==== DATA UNDER STUDY

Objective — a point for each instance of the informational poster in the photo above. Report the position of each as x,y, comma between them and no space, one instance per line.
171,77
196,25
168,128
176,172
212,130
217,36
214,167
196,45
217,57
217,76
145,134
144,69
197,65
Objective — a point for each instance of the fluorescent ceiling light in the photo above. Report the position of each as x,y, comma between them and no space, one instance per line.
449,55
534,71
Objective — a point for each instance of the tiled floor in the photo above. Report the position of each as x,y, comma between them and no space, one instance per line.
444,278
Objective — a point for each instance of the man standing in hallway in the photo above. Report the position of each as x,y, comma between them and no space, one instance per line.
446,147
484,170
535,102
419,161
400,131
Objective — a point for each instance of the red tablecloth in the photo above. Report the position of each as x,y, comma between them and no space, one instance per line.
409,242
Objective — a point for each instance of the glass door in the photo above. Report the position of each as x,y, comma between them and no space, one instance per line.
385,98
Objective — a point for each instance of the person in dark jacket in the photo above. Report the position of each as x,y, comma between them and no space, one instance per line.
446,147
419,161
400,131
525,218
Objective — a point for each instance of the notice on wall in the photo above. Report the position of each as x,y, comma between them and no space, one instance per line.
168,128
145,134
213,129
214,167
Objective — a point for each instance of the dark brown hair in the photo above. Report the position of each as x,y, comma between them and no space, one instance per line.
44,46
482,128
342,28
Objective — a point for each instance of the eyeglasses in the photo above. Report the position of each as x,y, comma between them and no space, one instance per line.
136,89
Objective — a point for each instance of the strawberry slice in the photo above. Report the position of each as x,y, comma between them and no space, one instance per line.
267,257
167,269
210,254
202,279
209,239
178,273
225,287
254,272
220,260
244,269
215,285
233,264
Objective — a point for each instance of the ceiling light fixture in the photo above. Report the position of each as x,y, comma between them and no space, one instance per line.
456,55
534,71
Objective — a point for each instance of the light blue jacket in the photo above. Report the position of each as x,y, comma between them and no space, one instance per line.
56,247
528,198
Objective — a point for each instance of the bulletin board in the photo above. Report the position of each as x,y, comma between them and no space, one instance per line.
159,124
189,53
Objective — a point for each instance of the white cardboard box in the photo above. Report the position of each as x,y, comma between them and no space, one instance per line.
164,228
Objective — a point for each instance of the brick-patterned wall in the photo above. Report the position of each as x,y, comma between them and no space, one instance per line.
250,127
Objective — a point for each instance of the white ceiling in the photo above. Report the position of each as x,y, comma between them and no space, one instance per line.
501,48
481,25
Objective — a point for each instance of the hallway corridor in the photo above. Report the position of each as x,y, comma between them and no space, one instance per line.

========

EXERCISE OBJECTIVE: For this exercise, output all the data exactly as shown above.

RESULT FOR THIS TASK:
Objective — a point for each instance of the informational poster in the photo above. Report the position of each as x,y, comma between them and no space, one instance per line.
171,77
196,25
168,128
176,172
212,130
217,36
214,167
196,45
217,57
217,76
145,134
144,69
197,65
Objective — a point for each instance of the fluorescent ceiling light in the photo above. Report the position of each as x,y, comma between them and no space, one instance per line.
449,55
534,71
Objective — a point for each instance of the tiled floor in the photo above. Report the position of each as x,y, comma between them and no space, one instance per line.
444,278
Objective — a point for each instance of the man standing in hallway in the photo above. Report the position of each as x,y, comma between them and no space, one instance per line.
446,147
484,170
535,102
419,161
400,131
Objective — a point for each instance of the red tablecloth in the photo above. Report the position of each as x,y, comma between them and no space, one instance per line.
409,242
Objective — a point for each instance of the glass door in the photo above. Report the position of each as x,y, comma between them and no space, one instance per line.
385,98
Objective — a point for each instance of the person in dark jacket in the photo above. Report the position of each as x,y, comma between them and no space, one instance per line.
446,147
419,161
400,131
525,218
Objective — a point for each instance of the notice on wall in the photo above. Report the position of each as x,y, comma between them and no space, one instance per line.
168,128
145,134
213,129
214,167
Objective — a point for each instance of the dark brown hair in the photo above. Report the position of each as x,y, comma between them and no space, one instance per line.
44,46
482,128
342,28
Objective — a point for each instance of the eyeglasses in the photo above. Report the position of each as x,y, comma between them and no space, one instance per line.
136,89
Objective — a point for each instance of the strawberry slice in the photo above. Report the position of each as x,y, comma between them and no space, one instance per line.
267,257
167,269
210,254
202,279
209,239
178,273
225,287
254,272
220,260
244,269
215,285
233,264
Objective — a point for each instance of the ceiling light fixture in the photo above. Report the position of each as x,y, comma between them and no space, one instance per line.
456,55
534,71
Objective — a point for each instance of the light blue jacket in the photo above. Report the position of each as x,y, comma between them and no space, one instance per line.
56,247
528,198
Objective — a point for each instance of the bulletin board in the photo above. Report the position of each as x,y, comma between them and no space, one instance per line.
159,124
189,53
Objective — a point for each instance of the white cardboard box in the photo above. Report the position of each as x,y, comma between them and no space, one instance per line.
164,228
Objective — a point for each instance of the brick-patterned wall in the photo above. Report the position of each as x,y, comma between them and no space, one instance per line.
250,127
Objective — a point for each instance of the white ceiling in the photo above. Report the position of each as x,y, comma between them and no space, one instance per line.
501,48
481,25
Objective — a point for each instance of the hallway corridor in the photo above. Report the position of each as x,y, comma between them and no space, one instance per line.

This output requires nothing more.